**TASK 1**. According to the text segment on travel time estimation, which two models are proposed for estimating real time travel times on networks partially covered by moving sensors?

**TEXT SEGMENT**.
________

In general, the probe penetration rate of moving sensors is limited, as it mainly relies on GPS equipped public transportation vehicles and taxi fleets. The limited penetration rate limits the availability of data, both temporally and spatially, leading to a partial coverage of the traffic network. In such cases, the ITS either relies on historical data or adopts travel time estimation models. Such models can utilize the spatial correlation between network links travel times to estimate links travel times that are not covered by moving sensors [7,8,9,10,11].
Most current moving sensor-based models used for real time traffic prediction on partially covered networks require both historical and real time data. Relying on historical traffic data can limit the accuracy of the prediction models especially in handling highly dynamic traffic conditions. In this paper, a random forest (RF) and a multi-layer feed forward neural network (MFFN) models are proposed for the estimation of the real time travel times on networks that are partially covered by moving sensors. The proposed models utilize minimal real time traffic data—e.g., travel times—on spatially correlated neighbor links obtained from probe vehicles. The accuracy of the proposed models are compared with the statistical model developed by [10] which utilizes both link historical travel time and neighbor links real time travel times in estimating the real time travel time on the target link. Neural network modeling approach is more robust compared with the statistical-regression modelling as building the structure of the model and calibrating its parameters is done by utilizing the data. RF models, which are an ensemble learning technique, predict the results based on a voting mechanism, which may have higher prediction accuracy than artificial neural nets (ANN) as a group of predictors can perform better than a single predictor. Furthermore, both RF and ANN require no assumption about the input variables or the error structure, and the issue of multicollinearity can be neglected. Moreover, this paper discusses the issue of probe vehicle market penetration rate and investigates its impact on the estimation accuracy utilizing the proposed RF and ANN estimation models.

2. Literature Review

In the recent years, estimating and predicting of travel time in urban road networks have been extensively studied. The use of probe vehicles as moving sensors for collecting traffic data have been advocated in numerous previous work [3,10,11,12]. Generally, travel time estimation or prediction techniques are classified into model-based approaches, e.g., mathematical models, and data-driven approaches, e.g., regression models. Liu and Ma [13] proposed a model that traces a virtual vehicle path through multiple intersections to estimate arterial travel times. The model uses high-resolution data of vehicles actuation over loop detector and signal phases. Jula et al. [14] proposed a mathematical-model to predict real time travel times on dynamic road network. The study uses a Kalman filter with a predictor corrector in travel time prediction. Li et al. [1] developed a traffic theory time-based algorithm to estimate links travel using traffic data—e.g., vehicle speeds and headways series—measured at upstream and downstream detectors.

________

Excerpts from point annotation data:
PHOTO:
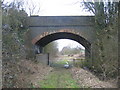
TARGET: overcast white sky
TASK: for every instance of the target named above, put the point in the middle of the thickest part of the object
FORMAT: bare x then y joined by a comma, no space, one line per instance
57,8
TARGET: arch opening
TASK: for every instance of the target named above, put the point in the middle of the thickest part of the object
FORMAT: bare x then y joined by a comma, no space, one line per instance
63,35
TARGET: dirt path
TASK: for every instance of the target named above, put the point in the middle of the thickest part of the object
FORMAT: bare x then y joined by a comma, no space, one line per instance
59,78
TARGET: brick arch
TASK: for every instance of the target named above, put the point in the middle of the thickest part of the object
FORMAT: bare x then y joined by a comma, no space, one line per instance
63,35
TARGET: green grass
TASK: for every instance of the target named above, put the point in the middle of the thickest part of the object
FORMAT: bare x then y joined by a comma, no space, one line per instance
61,78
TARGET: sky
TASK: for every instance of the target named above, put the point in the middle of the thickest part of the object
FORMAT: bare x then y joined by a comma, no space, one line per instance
56,8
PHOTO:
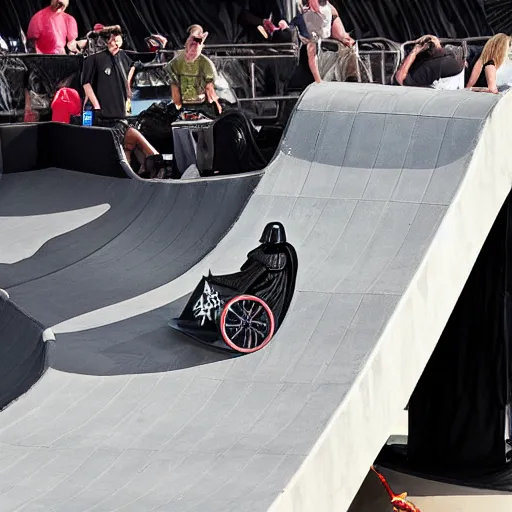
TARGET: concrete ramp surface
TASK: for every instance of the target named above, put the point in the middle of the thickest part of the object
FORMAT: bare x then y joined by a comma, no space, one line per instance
387,194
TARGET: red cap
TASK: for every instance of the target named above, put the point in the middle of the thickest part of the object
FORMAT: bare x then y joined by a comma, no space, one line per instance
66,103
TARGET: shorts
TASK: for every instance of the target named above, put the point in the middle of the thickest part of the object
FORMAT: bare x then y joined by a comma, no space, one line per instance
119,128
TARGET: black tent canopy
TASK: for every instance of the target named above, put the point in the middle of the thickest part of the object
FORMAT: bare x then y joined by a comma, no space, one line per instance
399,20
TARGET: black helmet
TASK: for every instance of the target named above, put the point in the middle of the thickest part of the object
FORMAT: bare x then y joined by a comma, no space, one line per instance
274,233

________

**TASK 2**. Give the lines of the rows as a numbered list, starting at the line containing "TARGET: red cap" and ending at the last line of the rows, leaving out any blank lines.

**SOLUTION 1**. A random forest (RF) model and a multi-layer feed forward neural network (MFFN) model.

**SOLUTION 2**.
1. TARGET: red cap
2. TASK: for every instance of the target named above, put the point in the middle of the thickest part of the object
3. FORMAT: bare x then y joined by a comma, no space, one line per instance
4. 66,103
5. TARGET: shorts
6. TASK: for every instance of the target named above, put the point in the middle of the thickest part of the object
7. FORMAT: bare x then y joined by a comma, no space, one line per instance
8. 119,128
9. TARGET: black tent canopy
10. TASK: for every instance of the target named above, put the point in the middle of the thickest part of the object
11. FORMAT: bare x then y joined by a comma, no space, one line per instance
12. 399,20
13. TARGET: black helmet
14. TASK: for every instance of the target named above, put the point in the middle of the thickest part of the object
15. FORMAT: bare x then y joined by a comma, no space, one line per instance
16. 274,233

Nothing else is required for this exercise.